Material provided:
══════

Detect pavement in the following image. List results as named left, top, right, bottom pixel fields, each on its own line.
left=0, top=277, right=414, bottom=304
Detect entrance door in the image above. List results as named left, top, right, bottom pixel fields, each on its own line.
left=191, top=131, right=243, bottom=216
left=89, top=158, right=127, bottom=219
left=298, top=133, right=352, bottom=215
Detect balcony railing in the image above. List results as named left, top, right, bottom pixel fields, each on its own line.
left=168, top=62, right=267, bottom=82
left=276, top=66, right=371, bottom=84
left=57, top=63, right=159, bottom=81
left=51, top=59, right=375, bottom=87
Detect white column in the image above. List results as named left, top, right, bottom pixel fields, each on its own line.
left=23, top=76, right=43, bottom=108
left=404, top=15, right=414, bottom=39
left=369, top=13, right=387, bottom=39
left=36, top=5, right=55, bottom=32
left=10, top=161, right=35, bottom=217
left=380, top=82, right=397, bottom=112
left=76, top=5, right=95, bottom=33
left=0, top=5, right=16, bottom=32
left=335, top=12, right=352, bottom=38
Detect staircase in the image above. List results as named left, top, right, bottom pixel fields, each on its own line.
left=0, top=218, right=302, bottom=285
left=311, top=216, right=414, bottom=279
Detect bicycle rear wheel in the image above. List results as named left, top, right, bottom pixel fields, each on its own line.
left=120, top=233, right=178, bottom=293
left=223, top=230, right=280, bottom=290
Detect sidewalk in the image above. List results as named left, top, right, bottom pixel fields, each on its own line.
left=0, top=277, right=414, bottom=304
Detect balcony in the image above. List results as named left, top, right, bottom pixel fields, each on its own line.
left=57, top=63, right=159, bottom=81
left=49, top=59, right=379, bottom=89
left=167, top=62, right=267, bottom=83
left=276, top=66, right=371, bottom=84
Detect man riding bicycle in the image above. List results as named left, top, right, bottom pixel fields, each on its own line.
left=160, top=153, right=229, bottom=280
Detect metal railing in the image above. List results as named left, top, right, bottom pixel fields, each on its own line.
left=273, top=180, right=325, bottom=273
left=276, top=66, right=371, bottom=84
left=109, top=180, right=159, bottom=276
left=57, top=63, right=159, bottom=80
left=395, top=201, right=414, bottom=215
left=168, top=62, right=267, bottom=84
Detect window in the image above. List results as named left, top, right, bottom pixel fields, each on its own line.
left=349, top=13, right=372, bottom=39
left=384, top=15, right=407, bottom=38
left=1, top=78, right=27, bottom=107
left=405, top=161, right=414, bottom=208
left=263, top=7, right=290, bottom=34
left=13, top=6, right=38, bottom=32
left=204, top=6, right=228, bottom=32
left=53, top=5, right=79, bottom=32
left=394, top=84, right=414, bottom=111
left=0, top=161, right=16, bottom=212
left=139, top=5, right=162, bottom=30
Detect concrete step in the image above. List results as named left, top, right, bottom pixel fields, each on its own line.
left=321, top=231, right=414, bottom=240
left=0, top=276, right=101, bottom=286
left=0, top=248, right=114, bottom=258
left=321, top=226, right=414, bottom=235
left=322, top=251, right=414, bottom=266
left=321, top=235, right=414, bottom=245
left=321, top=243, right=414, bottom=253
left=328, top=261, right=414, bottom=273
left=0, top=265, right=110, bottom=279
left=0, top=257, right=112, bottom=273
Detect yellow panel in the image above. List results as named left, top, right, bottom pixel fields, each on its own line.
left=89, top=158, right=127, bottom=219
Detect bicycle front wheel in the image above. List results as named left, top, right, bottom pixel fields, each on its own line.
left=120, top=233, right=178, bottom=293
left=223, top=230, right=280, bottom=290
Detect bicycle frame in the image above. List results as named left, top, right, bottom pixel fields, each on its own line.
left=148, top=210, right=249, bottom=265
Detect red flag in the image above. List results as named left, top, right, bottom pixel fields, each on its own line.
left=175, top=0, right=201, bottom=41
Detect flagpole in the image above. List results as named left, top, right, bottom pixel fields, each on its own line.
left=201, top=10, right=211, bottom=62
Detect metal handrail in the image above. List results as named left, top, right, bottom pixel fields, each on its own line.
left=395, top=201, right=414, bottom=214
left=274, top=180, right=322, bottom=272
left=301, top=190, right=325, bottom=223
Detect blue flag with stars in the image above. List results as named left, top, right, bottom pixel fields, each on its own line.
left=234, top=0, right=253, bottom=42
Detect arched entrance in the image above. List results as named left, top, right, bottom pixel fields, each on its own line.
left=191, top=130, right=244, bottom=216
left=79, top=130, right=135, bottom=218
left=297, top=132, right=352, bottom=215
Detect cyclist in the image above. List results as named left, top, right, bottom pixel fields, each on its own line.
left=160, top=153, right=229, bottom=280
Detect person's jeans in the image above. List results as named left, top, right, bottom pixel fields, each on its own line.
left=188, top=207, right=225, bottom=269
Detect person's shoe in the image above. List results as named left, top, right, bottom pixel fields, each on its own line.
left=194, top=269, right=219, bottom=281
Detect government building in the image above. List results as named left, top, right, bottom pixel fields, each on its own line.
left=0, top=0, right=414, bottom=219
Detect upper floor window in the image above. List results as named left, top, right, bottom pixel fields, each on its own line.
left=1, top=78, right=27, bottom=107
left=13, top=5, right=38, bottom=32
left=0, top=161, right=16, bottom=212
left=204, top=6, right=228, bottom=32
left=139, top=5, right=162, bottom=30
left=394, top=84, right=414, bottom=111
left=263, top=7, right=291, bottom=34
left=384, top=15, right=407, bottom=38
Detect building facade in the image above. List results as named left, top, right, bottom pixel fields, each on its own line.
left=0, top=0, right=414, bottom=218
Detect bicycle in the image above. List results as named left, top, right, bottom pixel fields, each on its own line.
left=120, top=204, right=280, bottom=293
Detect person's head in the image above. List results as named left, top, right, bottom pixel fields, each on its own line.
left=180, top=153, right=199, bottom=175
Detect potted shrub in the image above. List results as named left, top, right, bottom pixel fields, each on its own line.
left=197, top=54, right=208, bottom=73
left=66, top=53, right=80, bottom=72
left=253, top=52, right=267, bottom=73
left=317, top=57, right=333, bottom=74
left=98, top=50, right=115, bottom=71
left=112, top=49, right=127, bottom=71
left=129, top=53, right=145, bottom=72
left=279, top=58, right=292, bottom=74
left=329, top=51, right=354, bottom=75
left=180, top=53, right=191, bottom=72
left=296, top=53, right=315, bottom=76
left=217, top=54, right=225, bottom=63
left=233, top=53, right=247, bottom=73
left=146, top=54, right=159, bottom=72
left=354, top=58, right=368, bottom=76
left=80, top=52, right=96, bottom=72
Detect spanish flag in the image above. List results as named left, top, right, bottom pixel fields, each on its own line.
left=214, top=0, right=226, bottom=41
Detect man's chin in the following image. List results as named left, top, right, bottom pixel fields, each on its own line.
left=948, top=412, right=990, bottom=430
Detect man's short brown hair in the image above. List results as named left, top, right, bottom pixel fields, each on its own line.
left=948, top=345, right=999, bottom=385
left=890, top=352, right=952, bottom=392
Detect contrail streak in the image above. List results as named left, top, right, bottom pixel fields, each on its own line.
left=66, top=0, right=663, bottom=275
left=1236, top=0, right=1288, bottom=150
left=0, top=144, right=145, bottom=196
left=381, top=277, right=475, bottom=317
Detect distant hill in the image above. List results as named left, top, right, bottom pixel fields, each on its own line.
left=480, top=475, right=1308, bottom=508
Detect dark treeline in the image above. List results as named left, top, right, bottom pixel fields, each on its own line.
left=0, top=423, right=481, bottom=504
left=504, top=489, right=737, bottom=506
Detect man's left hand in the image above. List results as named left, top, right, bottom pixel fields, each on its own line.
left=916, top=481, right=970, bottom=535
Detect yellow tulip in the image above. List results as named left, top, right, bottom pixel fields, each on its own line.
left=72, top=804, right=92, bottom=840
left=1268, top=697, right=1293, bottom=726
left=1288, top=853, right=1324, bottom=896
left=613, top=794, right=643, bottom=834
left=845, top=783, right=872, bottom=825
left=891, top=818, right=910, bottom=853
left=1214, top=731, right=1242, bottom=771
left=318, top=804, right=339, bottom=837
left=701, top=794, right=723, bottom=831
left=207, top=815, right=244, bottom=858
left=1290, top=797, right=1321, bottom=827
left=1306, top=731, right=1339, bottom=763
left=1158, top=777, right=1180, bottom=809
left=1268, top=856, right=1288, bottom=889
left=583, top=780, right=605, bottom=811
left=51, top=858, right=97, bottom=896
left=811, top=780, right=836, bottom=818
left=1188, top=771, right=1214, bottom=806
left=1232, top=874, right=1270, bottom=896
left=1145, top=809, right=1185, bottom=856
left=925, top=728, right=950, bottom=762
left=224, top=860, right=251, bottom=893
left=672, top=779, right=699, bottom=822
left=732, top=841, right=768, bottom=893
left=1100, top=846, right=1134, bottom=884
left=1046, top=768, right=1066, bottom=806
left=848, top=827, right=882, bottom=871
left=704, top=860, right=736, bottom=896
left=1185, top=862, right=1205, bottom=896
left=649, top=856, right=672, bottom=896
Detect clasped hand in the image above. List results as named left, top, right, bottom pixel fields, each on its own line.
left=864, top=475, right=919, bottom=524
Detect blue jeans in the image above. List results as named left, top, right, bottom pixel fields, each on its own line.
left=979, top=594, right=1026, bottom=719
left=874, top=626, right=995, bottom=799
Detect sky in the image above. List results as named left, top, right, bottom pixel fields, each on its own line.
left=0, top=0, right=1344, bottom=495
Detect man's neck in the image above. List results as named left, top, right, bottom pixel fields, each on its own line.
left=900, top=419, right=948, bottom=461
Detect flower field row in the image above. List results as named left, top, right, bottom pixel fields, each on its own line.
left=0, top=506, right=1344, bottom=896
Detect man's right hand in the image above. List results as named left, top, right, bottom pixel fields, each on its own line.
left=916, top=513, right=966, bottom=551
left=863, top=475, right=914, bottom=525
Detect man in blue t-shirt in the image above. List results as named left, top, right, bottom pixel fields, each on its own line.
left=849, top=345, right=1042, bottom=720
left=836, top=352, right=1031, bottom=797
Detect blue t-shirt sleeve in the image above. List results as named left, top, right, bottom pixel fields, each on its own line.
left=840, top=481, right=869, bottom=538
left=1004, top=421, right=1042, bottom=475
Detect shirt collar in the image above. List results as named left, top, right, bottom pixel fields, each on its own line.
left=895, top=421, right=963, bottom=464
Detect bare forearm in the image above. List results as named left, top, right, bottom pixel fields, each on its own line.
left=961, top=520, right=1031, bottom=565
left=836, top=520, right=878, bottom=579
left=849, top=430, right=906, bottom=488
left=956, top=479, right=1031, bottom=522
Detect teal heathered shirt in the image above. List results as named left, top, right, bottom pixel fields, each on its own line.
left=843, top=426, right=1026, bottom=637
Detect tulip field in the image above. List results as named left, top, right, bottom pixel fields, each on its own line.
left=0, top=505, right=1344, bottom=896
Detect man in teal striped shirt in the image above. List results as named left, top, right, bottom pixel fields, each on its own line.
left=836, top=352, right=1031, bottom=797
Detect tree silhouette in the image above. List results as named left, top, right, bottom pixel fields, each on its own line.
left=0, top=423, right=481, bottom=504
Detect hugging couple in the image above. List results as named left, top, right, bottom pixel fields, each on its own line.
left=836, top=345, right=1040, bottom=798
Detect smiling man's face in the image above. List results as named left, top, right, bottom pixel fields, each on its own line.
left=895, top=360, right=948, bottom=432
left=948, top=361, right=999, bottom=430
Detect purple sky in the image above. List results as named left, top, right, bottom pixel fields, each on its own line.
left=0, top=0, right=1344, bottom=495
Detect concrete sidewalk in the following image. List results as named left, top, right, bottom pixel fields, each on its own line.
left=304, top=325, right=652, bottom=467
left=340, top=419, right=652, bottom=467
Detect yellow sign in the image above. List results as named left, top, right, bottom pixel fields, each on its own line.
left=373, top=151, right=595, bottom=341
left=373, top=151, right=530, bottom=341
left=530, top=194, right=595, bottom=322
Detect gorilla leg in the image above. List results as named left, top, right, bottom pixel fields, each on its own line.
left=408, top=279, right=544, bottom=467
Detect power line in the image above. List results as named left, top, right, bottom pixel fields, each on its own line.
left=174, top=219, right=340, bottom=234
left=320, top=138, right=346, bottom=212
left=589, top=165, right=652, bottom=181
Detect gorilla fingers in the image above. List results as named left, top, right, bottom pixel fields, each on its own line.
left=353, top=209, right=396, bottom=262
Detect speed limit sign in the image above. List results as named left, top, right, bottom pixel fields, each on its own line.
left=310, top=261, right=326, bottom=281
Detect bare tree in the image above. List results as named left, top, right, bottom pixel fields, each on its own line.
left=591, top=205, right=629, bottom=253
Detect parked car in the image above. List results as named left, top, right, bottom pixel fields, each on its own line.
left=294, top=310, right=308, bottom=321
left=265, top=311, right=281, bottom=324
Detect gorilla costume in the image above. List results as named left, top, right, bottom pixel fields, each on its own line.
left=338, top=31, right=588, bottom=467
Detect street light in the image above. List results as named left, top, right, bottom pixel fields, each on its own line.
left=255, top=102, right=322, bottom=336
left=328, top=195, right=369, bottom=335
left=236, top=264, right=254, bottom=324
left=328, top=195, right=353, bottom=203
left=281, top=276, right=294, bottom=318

══════

Update the entries from the line with "Detect balcony in" to the line with "left=168, top=62, right=267, bottom=84", replacing "man riding bicycle" with "cyclist" and leaving everything else unchanged.

Detect balcony in the image above. List results as named left, top, right, bottom pixel fields, each on its own line.
left=57, top=63, right=159, bottom=81
left=49, top=59, right=379, bottom=89
left=167, top=62, right=267, bottom=83
left=276, top=66, right=371, bottom=84
Detect cyclist in the image above. List results as named left, top, right, bottom pixel fields, each on its own line.
left=160, top=153, right=229, bottom=280
Detect metal railing in the image above. List results as named left, top, right, bottom pixel fields, each on its own line.
left=273, top=180, right=325, bottom=273
left=276, top=66, right=371, bottom=84
left=109, top=180, right=159, bottom=276
left=57, top=63, right=159, bottom=80
left=395, top=201, right=414, bottom=215
left=168, top=62, right=267, bottom=84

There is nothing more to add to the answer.